**执行任务:** 请改写下面的全部数据，把每一处“Quickstart”都换成“Usage note”，其余内容保持不变，答案中不要包含图片。
==== 本题数据 ====
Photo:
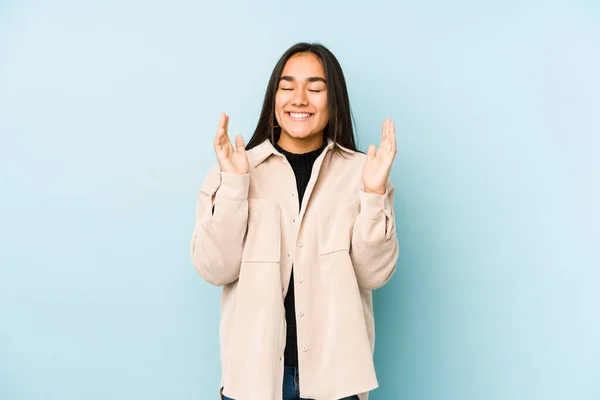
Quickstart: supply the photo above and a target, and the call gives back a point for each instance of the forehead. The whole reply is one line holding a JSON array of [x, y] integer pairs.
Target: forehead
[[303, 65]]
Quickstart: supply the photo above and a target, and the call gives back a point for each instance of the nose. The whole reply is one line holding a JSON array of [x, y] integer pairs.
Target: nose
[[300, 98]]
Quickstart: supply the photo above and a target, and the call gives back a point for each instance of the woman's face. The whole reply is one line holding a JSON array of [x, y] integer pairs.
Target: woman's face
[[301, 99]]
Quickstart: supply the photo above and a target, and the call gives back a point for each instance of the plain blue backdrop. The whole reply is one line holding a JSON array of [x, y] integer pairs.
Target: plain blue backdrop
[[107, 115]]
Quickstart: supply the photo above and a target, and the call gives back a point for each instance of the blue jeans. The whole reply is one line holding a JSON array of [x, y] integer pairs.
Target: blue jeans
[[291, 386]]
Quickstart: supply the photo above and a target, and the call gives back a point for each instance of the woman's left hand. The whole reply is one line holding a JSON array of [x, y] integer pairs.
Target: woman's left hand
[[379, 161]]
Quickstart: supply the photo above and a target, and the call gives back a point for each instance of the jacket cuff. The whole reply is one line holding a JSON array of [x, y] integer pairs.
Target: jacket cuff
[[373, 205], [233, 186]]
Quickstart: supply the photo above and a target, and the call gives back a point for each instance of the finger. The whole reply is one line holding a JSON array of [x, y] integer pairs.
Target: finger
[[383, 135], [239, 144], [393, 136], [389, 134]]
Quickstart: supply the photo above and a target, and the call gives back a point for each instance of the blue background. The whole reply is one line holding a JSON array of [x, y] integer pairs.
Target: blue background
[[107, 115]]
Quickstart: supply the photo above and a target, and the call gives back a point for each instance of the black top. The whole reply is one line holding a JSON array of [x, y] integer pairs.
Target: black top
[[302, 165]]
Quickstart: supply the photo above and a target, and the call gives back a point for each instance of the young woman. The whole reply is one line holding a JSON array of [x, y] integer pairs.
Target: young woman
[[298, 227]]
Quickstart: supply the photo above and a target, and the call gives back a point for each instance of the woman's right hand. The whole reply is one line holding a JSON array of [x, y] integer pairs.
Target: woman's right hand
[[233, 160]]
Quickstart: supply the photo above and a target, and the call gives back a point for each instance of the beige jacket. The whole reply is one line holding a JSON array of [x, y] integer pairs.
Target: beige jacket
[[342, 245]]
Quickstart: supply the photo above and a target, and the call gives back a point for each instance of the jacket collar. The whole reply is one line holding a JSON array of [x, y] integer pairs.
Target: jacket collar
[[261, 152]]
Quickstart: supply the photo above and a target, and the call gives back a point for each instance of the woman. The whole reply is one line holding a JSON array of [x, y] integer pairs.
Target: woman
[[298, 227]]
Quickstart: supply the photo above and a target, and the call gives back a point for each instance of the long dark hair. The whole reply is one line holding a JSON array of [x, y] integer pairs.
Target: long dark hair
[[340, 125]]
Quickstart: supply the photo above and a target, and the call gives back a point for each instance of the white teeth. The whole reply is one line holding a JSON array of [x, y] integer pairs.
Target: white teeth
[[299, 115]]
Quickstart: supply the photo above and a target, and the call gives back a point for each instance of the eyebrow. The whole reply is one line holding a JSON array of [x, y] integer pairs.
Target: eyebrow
====
**练习输出:**
Photo:
Usage note: supply the photo above and a target, and the call gives back a point for each instance of the forehead. The whole reply is one line holding a JSON array of [x, y] integer pairs.
Target: forehead
[[303, 65]]
Usage note: supply the photo above and a target, and the call gives back a point for each instance of the nose. The whole reply is one line holding a JSON array of [x, y] integer pairs.
Target: nose
[[300, 98]]
Usage note: supply the photo above and a target, and the call gives back a point for each instance of the woman's face. The whole reply is one line holding a JSON array of [x, y] integer pairs.
Target: woman's face
[[301, 99]]
Usage note: supply the photo above and a target, and the call gives back a point for each instance of the plain blue backdrop. The whole reply is one line holding a JSON array of [x, y] integer pairs.
Target: plain blue backdrop
[[107, 115]]
Usage note: supply the photo above and a target, and the call gives back a point for each instance of the blue jeans. The whole reply is one line holding a JSON array of [x, y] integer pairs.
Target: blue jeans
[[291, 386]]
Usage note: supply the photo above and a target, and the call gives back a point for each instance of the woman's left hand. The whole reply is one line holding a JSON array of [x, y] integer pairs.
Target: woman's left hand
[[379, 161]]
Usage note: supply the photo above and a target, and the call gives back a point for each instance of the jacket cuff. The whole reply is one line holding a JSON array of [x, y] integer pairs.
Target: jacket cuff
[[373, 205], [233, 186]]
Usage note: supply the photo above and a target, and the call gives back a point for each instance of the finger. The whole reply is one line holding a JSON array of [x, y] integer pairs.
Target: finger
[[383, 135], [239, 144], [393, 136], [389, 134]]
Usage note: supply the photo above and a target, and the call gives back a point for each instance of the blue background. The whole reply is one line holding a JSON array of [x, y] integer pairs.
Target: blue background
[[107, 115]]
Usage note: supply the photo above and a target, and the call gives back a point for each instance of the black top. The whole reply is one line holding a JSON array of [x, y] integer pairs.
Target: black top
[[302, 165]]
Usage note: supply the photo above and a target, and the call gives back a point for each instance of the young woman. The whole reply is one line holding a JSON array of [x, y] integer pairs.
Target: young woman
[[298, 227]]
Usage note: supply the photo above and a target, and the call gives back a point for each instance of the woman's right hand. The whole reply is one line holding a JSON array of [x, y] integer pairs.
Target: woman's right hand
[[233, 160]]
Usage note: supply the photo above and a target, and the call gives back a point for each instance of the beige jacket. The whole reply is one line holding a JSON array of [x, y] integer pairs.
Target: beige jacket
[[342, 245]]
Usage note: supply the photo above and a target, and the call gives back a point for each instance of the jacket collar. The whole reply is one line holding a JSON array of [x, y] integer pairs.
Target: jacket collar
[[261, 152]]
Usage note: supply the photo above and a target, and the call gives back a point for each instance of the woman. The whole reply is one line holding a JSON array of [x, y] integer pairs.
Target: woman
[[298, 227]]
Usage note: supply the photo above and a target, and the call gives back a point for each instance of the long dark hair. The whole reply is one line holding a JSON array of [x, y] integer pairs.
Target: long dark hair
[[340, 125]]
Usage note: supply the photo above and a target, and the call gives back a point for each instance of the white teeth. The whole reply is one line holding a JSON array of [x, y] integer pairs.
Target: white teeth
[[299, 115]]
Usage note: supply the photo above and a target, and the call gives back a point for each instance of the eyebrow. The whole reply is one line holding a JSON array of [x, y] integer pairs.
Target: eyebrow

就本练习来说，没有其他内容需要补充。